_Travail à faire:_
- 1) Répondez à ces questions d'après le texte sur Michel-François Lavaur :
(a) Comment s'appelle la revue qu'il publie ?
(b) De quel lieu est son lavauratoire ?
(c) Quelles formes de son œuvre sont citées entre parenthèses ?
- 2) Reproduisez fidèlement, s'il vous plaît, le passage du texte sur Michel-François Lavaur qui va de « Michel-François Lavaur est » jusqu'à « aux nouveaux venus). » inclus.
- 3) Prolongez le texte sur Michel-François Lavaur au-delà de sa dernière phrase.
--- Texte de la page ---
Michel-François Lavaur est une figure bien connue du petit monde des poètes revuistes. Fourbissant sa revue Traces dans son lavauratoire de Sanguèze, il a publié plus d’un millier de poètes et entretient avec eux une correspondance nourrie. Lecteur attentif de la poésie contemporaine, curieux des nouveautés, ouvert à de multiples champs culturels, MFL est fidèle à « ses » poètes, dont beaucoup lui sont fidèles (le sommaire de Traces, toujours très fourni, présente avec constance le travail des poètes amis tout en restant ouvert aux nouveaux venus).

Lavaur est aussi un créateur (qu’il me pardonne ce mot prétentieux) dont l’œuvre multiforme (d’écrivain, de dessinateur, de mail artiste, de sculpteur…) ne peut être séparée du travail de revuiste, comme le suggère la prière à l’abeille d’Argos :

« Ouvrière, apprends-moi la ruche du travail, la fraternité de la colonie, l’agir communautaire. Pas le sectarisme. […]

Apprends-moi cet orgueil : n’être rien mais laisser après moi les bons fruits d’une chimie secrète et pourtant responsable ».
--- Données sources ---
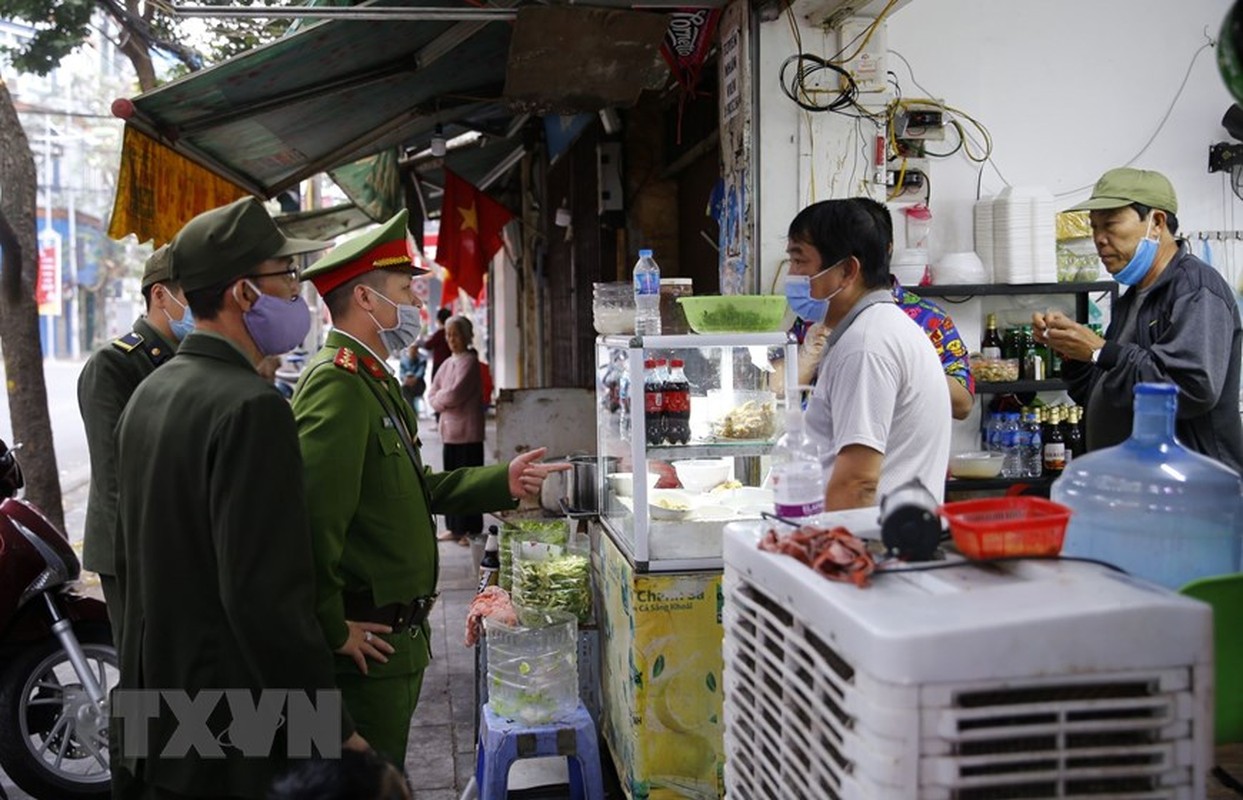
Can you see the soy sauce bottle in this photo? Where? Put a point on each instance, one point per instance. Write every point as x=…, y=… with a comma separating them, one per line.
x=653, y=404
x=1054, y=445
x=678, y=405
---
_Réponses par tâche:_
- 1)
(a) Traces
(b) Sanguèze
(c) Écrivain, dessinateur, mail artiste et sculpteur

- 2)
Michel-François Lavaur est une figure bien connue du petit monde des poètes revuistes. Fourbissant sa revue Traces dans son lavauratoire de Sanguèze, il a publié plus d’un millier de poètes et entretient avec eux une correspondance nourrie. Lecteur attentif de la poésie contemporaine, curieux des nouveautés, ouvert à de multiples champs culturels, MFL est fidèle à « ses » poètes, dont beaucoup lui sont fidèles (le sommaire de Traces, toujours très fourni, présente avec constance le travail des poètes amis tout en restant ouvert aux nouveaux venus).

- 3)
Le poète Lavaur a été publié par de très nombreuses revues ; il est l’auteur de multiples recueils (dont son chef-d’œuvre Argos), plaquettes, fascicules, figure dans de nombreuses anthologies. Son travail est pourtant moins connu qu’il ne le mériterait. Son écriture est multiforme : il pratique le vers et la prose poétique, le texte long et, de plus en plus, le poème bref apparenté au haïku. Ce qui fait son unité, c’est peut-être l’attention qui permet de saisir les rencontres inattendues (c’est aussi un de ses talents de revuiste que de faire voisiner des textes dissemblables entre lesquels peuvent cependant s’établir des échanges). Il peut s’agir de rencontres verbales (aucun calembour ne l’effraie !) ou de trouvailles du regard que le travail du poète ou de l’artiste permet de partager :

            « Tout y est : le cou, le long museau, les deux oreilles, et surtout la corne, longue et torsadée plus que défense de narval.

            C’est tout le travail d’une liane autour d’un jeune châtaignier, pendant presque une décennie de lutte entre deux plantes.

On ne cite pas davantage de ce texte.